SUPPLIED DATA
--------------------
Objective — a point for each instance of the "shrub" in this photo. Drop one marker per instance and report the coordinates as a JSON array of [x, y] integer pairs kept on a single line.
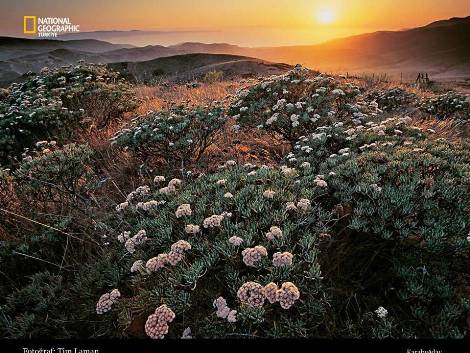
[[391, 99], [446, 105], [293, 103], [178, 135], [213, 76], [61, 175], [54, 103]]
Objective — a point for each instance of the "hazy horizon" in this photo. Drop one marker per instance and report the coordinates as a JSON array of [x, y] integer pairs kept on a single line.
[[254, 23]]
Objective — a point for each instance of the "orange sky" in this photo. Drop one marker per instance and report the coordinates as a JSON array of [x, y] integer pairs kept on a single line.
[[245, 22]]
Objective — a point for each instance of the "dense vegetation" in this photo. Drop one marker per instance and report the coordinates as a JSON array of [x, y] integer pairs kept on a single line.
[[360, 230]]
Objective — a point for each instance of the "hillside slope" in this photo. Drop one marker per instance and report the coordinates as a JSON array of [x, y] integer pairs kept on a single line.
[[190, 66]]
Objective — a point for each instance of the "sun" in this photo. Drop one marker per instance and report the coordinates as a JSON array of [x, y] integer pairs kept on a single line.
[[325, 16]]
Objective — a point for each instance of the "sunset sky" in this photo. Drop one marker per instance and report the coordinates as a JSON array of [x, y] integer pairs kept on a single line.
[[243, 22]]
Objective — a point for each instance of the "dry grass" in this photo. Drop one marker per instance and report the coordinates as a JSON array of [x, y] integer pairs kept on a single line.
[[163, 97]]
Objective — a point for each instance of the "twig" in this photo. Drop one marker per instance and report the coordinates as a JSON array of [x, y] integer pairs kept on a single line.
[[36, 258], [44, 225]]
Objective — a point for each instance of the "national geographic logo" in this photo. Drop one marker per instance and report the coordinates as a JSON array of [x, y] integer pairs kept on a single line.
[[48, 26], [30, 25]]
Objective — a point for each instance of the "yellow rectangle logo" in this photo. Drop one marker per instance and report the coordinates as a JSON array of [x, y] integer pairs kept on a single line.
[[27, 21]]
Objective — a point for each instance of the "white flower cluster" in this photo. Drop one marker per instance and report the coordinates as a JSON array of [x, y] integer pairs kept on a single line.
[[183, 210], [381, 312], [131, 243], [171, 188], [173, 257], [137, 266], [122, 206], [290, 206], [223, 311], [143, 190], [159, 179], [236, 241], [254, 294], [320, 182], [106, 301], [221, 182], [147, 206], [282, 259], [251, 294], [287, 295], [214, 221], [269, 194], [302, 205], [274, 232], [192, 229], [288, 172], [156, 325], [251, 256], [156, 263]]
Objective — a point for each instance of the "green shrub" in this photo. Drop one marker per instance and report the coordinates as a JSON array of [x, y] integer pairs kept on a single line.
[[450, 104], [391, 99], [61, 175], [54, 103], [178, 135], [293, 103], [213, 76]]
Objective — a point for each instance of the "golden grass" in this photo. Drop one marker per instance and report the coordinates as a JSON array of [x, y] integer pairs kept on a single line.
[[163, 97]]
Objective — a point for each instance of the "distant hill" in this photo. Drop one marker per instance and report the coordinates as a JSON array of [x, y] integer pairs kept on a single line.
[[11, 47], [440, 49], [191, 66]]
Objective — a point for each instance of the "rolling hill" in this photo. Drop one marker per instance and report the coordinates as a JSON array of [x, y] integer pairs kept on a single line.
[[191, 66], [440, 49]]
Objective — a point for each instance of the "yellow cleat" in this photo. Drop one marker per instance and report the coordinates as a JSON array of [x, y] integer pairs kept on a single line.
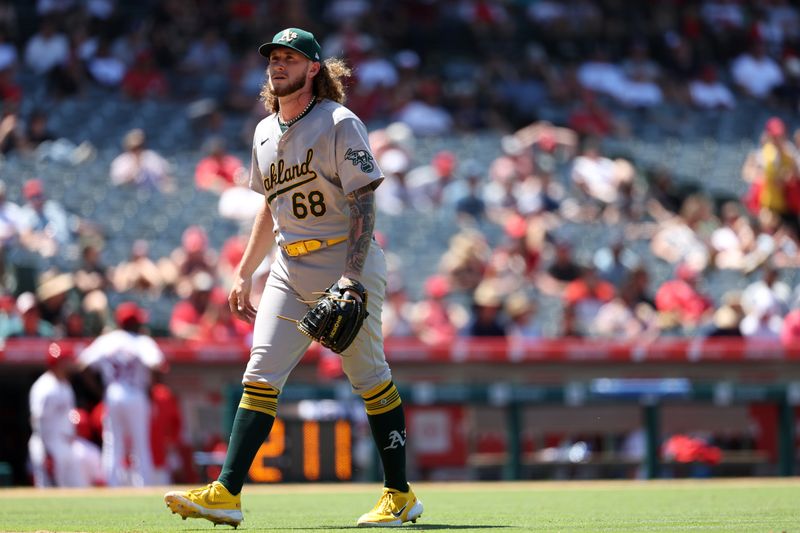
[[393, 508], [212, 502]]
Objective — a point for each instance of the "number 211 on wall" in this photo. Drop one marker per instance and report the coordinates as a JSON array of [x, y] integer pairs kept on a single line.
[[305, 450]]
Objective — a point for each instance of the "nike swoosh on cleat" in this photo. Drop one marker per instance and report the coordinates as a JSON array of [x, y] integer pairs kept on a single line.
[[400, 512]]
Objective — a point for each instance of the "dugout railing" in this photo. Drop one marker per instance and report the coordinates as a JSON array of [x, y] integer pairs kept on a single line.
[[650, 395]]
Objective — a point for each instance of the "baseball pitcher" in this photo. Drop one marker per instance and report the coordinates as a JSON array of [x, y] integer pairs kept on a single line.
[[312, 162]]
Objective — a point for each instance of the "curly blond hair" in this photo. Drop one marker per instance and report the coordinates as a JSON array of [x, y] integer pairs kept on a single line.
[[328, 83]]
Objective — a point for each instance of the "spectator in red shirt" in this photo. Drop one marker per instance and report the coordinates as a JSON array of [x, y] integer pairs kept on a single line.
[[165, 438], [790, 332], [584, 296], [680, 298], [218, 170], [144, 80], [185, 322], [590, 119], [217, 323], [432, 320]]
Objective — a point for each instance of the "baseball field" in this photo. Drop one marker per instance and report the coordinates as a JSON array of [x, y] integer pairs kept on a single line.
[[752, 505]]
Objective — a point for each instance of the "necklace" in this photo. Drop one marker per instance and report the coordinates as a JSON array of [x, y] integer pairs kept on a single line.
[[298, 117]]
--------------------
YOUR OBJECTIVE
Count the lines in the data that contain the string "baseball", matching case exactly, and reply with only that number.

EXERCISE RESULT
2